* Task description:
Reproduce the listing exactly and skip over any pictures.

━━ Input ━━

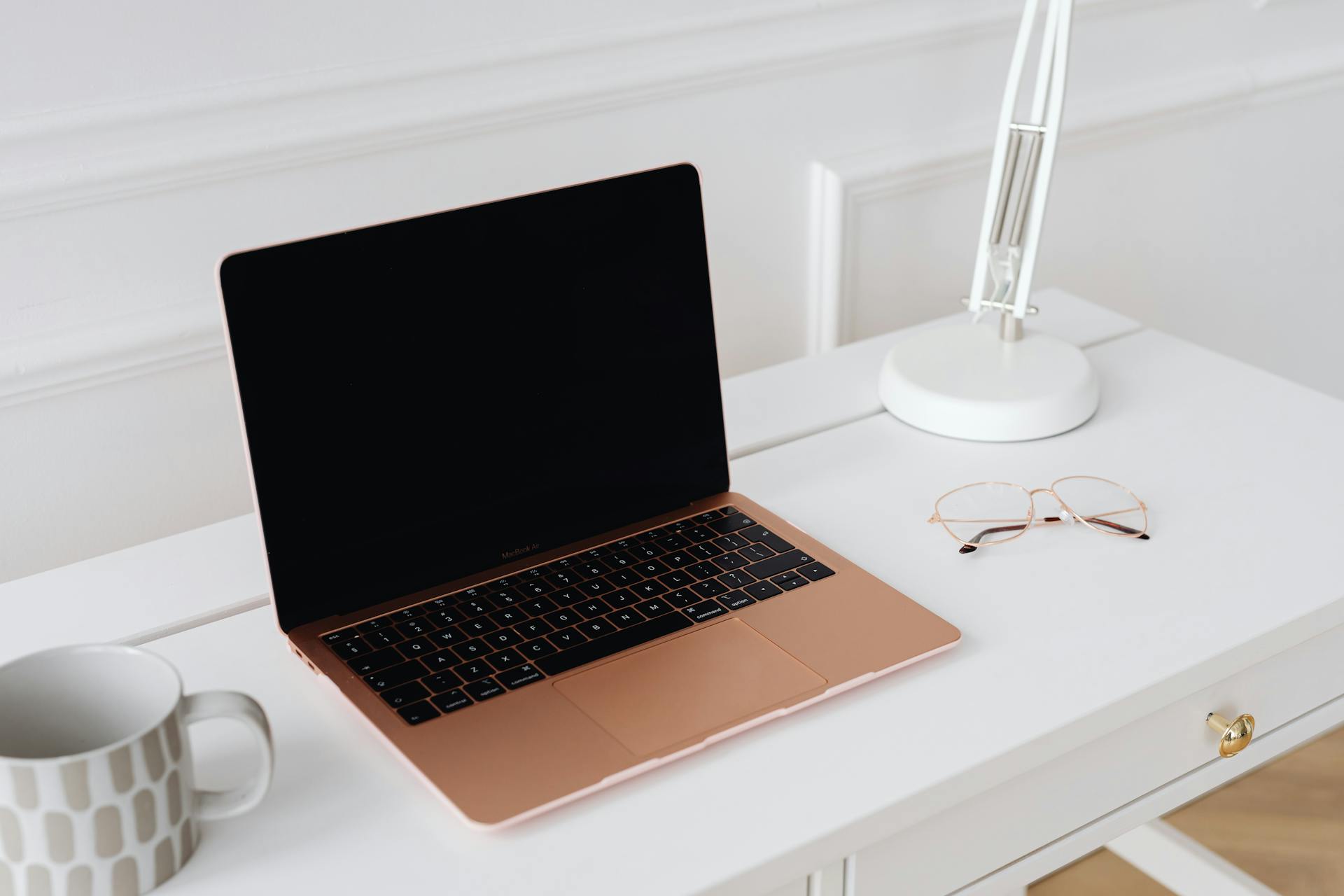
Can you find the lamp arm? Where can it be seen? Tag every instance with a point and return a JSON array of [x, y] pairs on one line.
[[1054, 115], [996, 164], [1015, 261]]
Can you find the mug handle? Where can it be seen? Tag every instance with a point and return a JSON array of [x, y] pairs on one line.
[[230, 704]]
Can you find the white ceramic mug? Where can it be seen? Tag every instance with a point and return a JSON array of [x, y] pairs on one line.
[[96, 777]]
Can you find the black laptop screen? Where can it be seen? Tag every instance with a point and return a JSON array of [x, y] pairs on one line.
[[436, 397]]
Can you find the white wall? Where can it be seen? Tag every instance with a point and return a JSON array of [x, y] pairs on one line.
[[844, 148]]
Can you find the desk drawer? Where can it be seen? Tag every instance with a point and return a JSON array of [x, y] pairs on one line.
[[968, 841]]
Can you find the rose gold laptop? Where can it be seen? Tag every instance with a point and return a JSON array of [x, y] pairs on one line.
[[487, 450]]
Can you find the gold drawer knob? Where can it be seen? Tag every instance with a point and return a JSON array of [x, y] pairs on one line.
[[1233, 736]]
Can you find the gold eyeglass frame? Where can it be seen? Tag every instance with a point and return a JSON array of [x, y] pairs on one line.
[[1093, 523]]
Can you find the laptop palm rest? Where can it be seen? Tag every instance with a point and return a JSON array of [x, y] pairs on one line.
[[689, 687]]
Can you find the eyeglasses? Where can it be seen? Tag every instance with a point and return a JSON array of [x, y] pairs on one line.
[[987, 514]]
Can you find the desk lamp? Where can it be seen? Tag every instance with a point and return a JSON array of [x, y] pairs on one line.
[[972, 381]]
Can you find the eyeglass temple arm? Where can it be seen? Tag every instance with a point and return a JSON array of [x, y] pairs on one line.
[[968, 548]]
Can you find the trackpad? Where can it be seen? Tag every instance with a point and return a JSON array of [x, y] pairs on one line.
[[686, 688]]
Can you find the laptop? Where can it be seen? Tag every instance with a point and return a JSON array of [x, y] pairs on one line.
[[488, 457]]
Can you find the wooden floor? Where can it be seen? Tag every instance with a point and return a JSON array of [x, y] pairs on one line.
[[1282, 824]]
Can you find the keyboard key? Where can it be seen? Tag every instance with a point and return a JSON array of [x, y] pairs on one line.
[[354, 648], [405, 695], [619, 561], [472, 649], [419, 713], [503, 638], [705, 551], [780, 564], [816, 571], [683, 598], [755, 552], [505, 659], [596, 628], [421, 647], [396, 676], [593, 609], [622, 640], [414, 628], [448, 637], [704, 570], [479, 626], [534, 649], [675, 559], [622, 578], [441, 681], [647, 551], [447, 617], [473, 671], [440, 662], [705, 610], [736, 601], [625, 618], [655, 608], [451, 701], [534, 589], [762, 590], [534, 629], [733, 561], [594, 587], [564, 618], [484, 690], [565, 597], [768, 538], [730, 523], [505, 598], [519, 676], [622, 598], [566, 638], [678, 580], [737, 580], [371, 663], [508, 617], [710, 589], [650, 589], [593, 568]]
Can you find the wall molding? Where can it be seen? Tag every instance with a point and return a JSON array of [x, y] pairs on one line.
[[70, 359], [840, 187], [99, 153]]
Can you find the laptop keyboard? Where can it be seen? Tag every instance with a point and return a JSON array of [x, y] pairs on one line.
[[482, 643]]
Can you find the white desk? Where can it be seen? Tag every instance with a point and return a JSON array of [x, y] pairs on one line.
[[1072, 713]]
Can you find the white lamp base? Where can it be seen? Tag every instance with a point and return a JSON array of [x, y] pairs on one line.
[[964, 382]]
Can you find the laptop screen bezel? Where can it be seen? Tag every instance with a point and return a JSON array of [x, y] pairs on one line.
[[292, 605]]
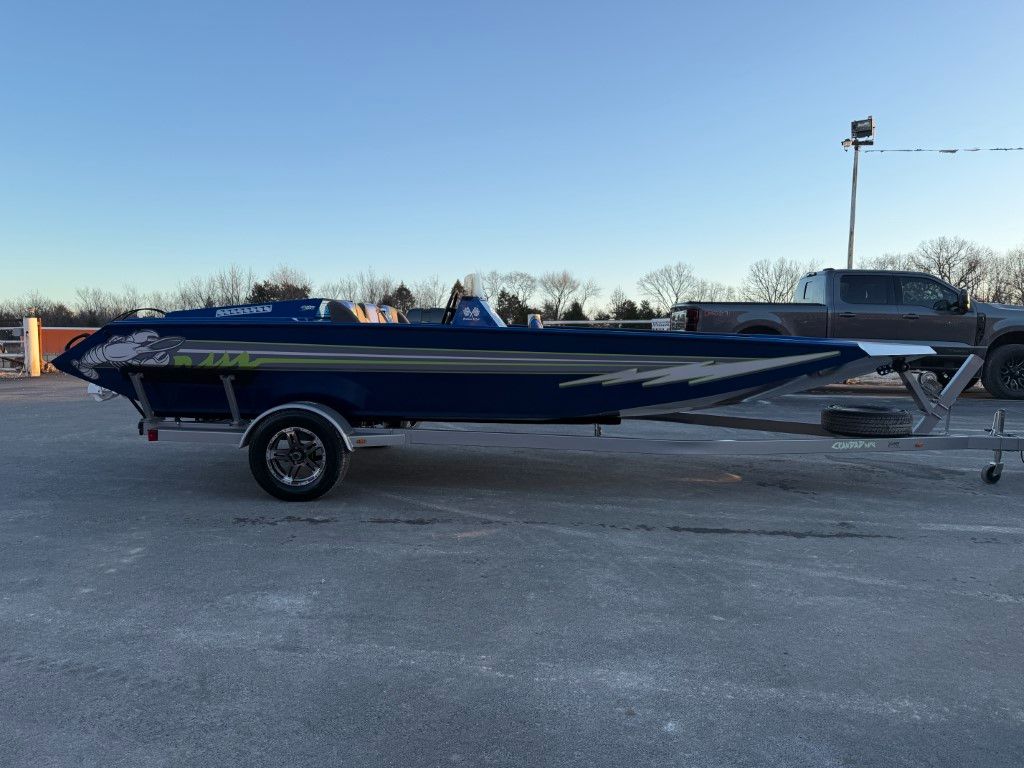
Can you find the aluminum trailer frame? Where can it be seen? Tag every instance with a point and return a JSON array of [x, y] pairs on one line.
[[817, 441]]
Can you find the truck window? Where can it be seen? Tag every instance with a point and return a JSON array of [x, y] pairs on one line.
[[810, 290], [927, 293], [866, 289]]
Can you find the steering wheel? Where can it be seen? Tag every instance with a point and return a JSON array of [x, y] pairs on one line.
[[453, 304]]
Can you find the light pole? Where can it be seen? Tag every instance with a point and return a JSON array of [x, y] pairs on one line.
[[861, 134]]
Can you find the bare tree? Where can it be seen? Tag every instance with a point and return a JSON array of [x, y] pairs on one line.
[[374, 287], [894, 261], [232, 284], [521, 285], [558, 290], [431, 292], [709, 290], [669, 285], [953, 259], [346, 288], [492, 284], [773, 281], [1005, 279], [589, 290]]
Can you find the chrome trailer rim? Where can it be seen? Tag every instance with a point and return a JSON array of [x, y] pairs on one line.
[[296, 457]]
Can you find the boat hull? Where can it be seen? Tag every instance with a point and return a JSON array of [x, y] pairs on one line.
[[373, 372]]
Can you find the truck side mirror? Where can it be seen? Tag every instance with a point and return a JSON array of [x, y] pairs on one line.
[[965, 301]]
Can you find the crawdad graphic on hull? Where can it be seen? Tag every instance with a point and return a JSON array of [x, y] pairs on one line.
[[139, 348]]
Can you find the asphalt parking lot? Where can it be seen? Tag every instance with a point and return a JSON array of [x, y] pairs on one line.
[[484, 607]]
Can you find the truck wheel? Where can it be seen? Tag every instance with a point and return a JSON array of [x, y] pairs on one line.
[[297, 456], [866, 421], [1004, 373]]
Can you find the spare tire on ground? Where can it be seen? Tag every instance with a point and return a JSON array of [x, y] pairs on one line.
[[866, 421]]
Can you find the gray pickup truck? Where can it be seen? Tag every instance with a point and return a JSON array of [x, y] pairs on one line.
[[873, 304]]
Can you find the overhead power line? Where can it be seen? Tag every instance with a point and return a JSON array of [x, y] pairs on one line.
[[953, 152]]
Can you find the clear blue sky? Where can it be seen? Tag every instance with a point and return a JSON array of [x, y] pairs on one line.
[[144, 141]]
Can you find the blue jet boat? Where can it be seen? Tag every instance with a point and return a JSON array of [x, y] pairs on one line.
[[372, 366]]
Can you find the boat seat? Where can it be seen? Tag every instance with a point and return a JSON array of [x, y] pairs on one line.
[[392, 314], [371, 312], [345, 311]]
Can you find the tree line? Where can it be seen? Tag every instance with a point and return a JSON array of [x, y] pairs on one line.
[[989, 275]]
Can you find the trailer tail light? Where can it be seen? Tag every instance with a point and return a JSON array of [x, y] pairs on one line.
[[692, 315]]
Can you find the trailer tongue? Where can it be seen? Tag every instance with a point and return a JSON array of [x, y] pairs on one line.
[[299, 451]]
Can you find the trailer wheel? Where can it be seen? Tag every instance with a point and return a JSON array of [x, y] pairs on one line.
[[297, 456], [991, 474], [866, 421]]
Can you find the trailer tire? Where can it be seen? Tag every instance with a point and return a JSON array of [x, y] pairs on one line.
[[1004, 372], [297, 456], [866, 421]]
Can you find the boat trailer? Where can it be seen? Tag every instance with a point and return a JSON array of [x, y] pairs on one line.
[[934, 409]]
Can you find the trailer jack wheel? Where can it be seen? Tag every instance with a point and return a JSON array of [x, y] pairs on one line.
[[991, 473]]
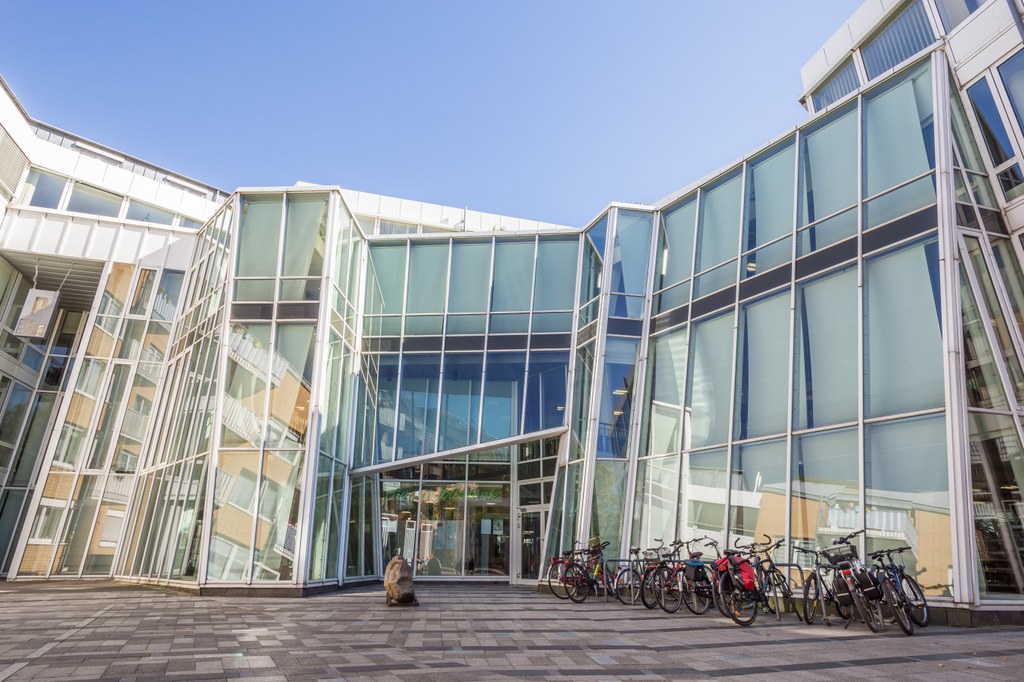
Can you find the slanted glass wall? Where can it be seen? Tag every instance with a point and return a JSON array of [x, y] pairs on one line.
[[809, 345], [465, 341]]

━━━

* Solution to this exercise:
Can you find the lamp arm? Where can it be seen? Tag every instance with a point and return a JSON array of [x, y] pairs on one line.
[[1054, 115], [996, 164], [1015, 261]]
Can you find the mug handle? Where can it be seen? Tag every instance with a point and return a JSON array of [x, y] pairs on one line.
[[230, 704]]
Can you find the white ceramic mug? Where can it be seen? Tag every instance with a point and return a JSON array of [x, y] pairs on one line.
[[96, 777]]
Can you find the black laptop screen? Where can it be seen? Tag every instance with a point and return a JSON array of [x, y] pairs on one line.
[[436, 397]]
Can you find the white wall? Where can it be seen? Tag every instance with a point and return a JSON array of [x, y] pairs on one line.
[[844, 148]]
Can you find the desk drawer? Where can it be seen? Tag every instance with a point and return a JSON array of [x, y] pairs on one line.
[[968, 841]]
Can you find the rose gold laptop? Where can it be seen? Tag every instance with a point and return a JSON array of [x, y] pairs on one line.
[[487, 450]]
Can you find the gold drawer knob? Where can it be seen? Tag every instance with a point and return a JSON array of [x, y] pairs on one line.
[[1233, 736]]
Can you find the gold eyeglass frame? Where can it be seen? Tag every instance with a point and return a JSON array of [x, y] pairs on one line.
[[1093, 523]]
Can you find the laptop palm rest? Where can it be seen? Tag every instance with a point and return a JSON array of [x, y] pairs on one line.
[[689, 687]]
Can you find the eyeglasses? Where can it be seen? Tag every instance with a point and return a JSON array of [x, y] pairs on one line.
[[987, 514]]
Can you find the desk lamp? Where can it be seen? Tag every instance with a point and return a JSON array of [x, y] pairs on one line.
[[972, 381]]
Can you find the eyeglass temple arm? Where can it be seen? Tag every instance with a point and return a JSON array of [x, y] pairs on one line.
[[968, 548]]
Can you find the trackpad? Where can it be seen? Tag every instance with a point and return a JSON array of [x, y] pairs on one line.
[[686, 688]]
Can you find the laptop? Where can it be seen? Tag every instance with a point and return a JSON array of [x, y] pairs on one line.
[[488, 457]]
Can you find the wooden floor? Where can it be seen? Tag every instance with a point and return a JSON array of [x, y] pairs on one line.
[[1282, 824]]
Can you find the keyboard key? Where can it be seen? Tag every instance with a point and return a JSON array of [x, y] pairs on one line.
[[354, 648], [405, 695], [619, 561], [472, 649], [419, 713], [503, 638], [705, 551], [780, 564], [816, 571], [683, 598], [755, 552], [505, 659], [596, 628], [421, 647], [396, 676], [593, 609], [622, 640], [414, 628], [448, 637], [704, 570], [479, 626], [534, 649], [675, 559], [622, 578], [441, 681], [647, 551], [447, 617], [473, 671], [440, 662], [705, 610], [736, 601], [625, 618], [655, 608], [451, 701], [534, 589], [762, 590], [534, 629], [733, 561], [594, 587], [564, 618], [484, 690], [565, 597], [768, 538], [730, 523], [505, 598], [519, 676], [622, 598], [566, 638], [678, 580], [737, 580], [371, 663], [508, 617], [710, 589], [650, 589], [593, 568]]
Can you find the wall molding? Where can it be seen? Tag every instance with a point and return a JSON array of [x, y] pairs on one line.
[[70, 359], [840, 187], [99, 153]]
Can you find the laptop keyboard? Where can it be seen? Tag every instance with a point and return a JSON array of [x, y] pairs on one line.
[[482, 643]]
Can you find the white desk? Where can it be seen? Tag every instance with a point and return a JSON array of [x, y] pairs on one line.
[[1072, 713]]
Can you find the white lamp base? Where can it be seen? Tag every instance with a point and return a JSON array of [x, y] pairs on one line.
[[964, 382]]
Can you find the laptop screen bezel? Where can it be seen? Tag every instance with a point and return a JSON array of [x, y] pairs on one line.
[[292, 605]]
Can you find the aluminum trailer frame? Where can it be seen? Tag every instance with a point and return a JSON array of [x, y] pairs on one line.
[[817, 441]]
Can you find the truck window? Where can it be seen? Tag every instance with a point and return a JSON array of [x, y] pairs on one line.
[[810, 290], [927, 293], [866, 289]]
Can you find the steering wheel? Where can it be seen? Tag every instance with a point and return a JSON array of [x, y] pairs on one line.
[[453, 304]]
Can you find the light pole? Where can it be seen? Tag every instance with a point and return a JSON array of [x, y] pairs on one line.
[[861, 134]]
Can you find the bare tree? Where can it be seen? Tag every instance with a point and return a JSON array of [x, y] pairs on one line.
[[374, 287], [894, 261], [232, 284], [521, 285], [558, 290], [431, 292], [709, 290], [669, 285], [953, 259], [346, 288], [492, 284], [773, 281], [1005, 279], [589, 290]]
Can you find the chrome trailer rim? Where can it be seen? Tag every instance with a point and return a JSON array of [x, y] pairs on one line.
[[296, 457]]
Can you find the boat hull? Where can it be seen? Tag every instance with a point and return a JSON array of [x, y] pairs on one line.
[[373, 372]]
Can you find the truck side mirror? Where can it be seen? Tag every instance with a point and return a JSON array of [x, y] pairs on one line.
[[965, 301]]
Can you find the crawdad graphic on hull? Where can it be seen? Tag every instance with a point and return a JSON array of [x, y] pairs on one line.
[[139, 348]]
Can you find the asphalt parking lot? Where can it be seen? Tag every instance with a point and return a JSON array of [x, y] pairs on one line.
[[484, 607]]
Can you find the truck wheel? Where can it be seen? Tag every instance with a point and return a JSON array of [x, y] pairs on one line.
[[297, 456], [866, 421], [1004, 373]]
Can you find the spare tire on ground? Where can it be seen? Tag every instance with a point and return a JSON array of [x, y] pairs on one line.
[[866, 421]]
Can you find the gray pickup truck? Where can it be seen? Tag every instance with a point and return a JSON array of [x, y] pairs on one line.
[[873, 304]]
Can you find the overhead power line? Where can it be seen? Tag every instance with a point and return a JSON array of [x, y] pairs on one line.
[[953, 152]]
Can you find the clear blue sky? Where can it be seen? Tag every instance with a point and return a JSON array of [x, y] pairs on one line.
[[144, 141]]
Can you find the blue jet boat? Where can it be seen? Tag every instance with a point and return a JSON array of [x, y] pairs on one line.
[[372, 366]]
Can you find the boat seat? Where can it be seen? Tag every instance with a point and return a JSON array of [x, y] pairs on one line.
[[392, 314], [371, 312], [345, 311]]
Can you find the tree line? Where can it be seen? Tag every instance with a point and return a JSON array of [x, y] pairs on one line.
[[989, 275]]
Can you find the trailer tail light? Where can it be seen? Tag every instance with a point and return a JSON array of [x, y] pairs on one line.
[[692, 315]]
Can you find the trailer tongue? Where can it be seen? Tag every instance with a point and return a JSON array of [x, y] pairs on one line.
[[299, 451]]
Can you find the trailer wheel? Where can it be seen? Tag every instance with a point and return a JSON array of [x, y] pairs on one line.
[[297, 456], [991, 474], [866, 421]]
Can you find the trailer tire? Where can it be seen? Tag every instance with a point and return a JSON array of [x, y] pairs on one line.
[[1004, 372], [297, 456], [866, 421]]
Can you find the boat trailer? Where can it be seen? Tag every instance with a point and return a JSON array of [x, y] pairs on one line.
[[934, 409]]
Can you find the trailer jack wheel? Where can it be seen? Tag every instance with a point and return a JSON array of [x, y] pairs on one line.
[[991, 473]]
Can you find the slanted glass wall? Where can it be seen? Tag every instance with a point and return a JSON array of [x, y] pairs on one line.
[[809, 345], [465, 341]]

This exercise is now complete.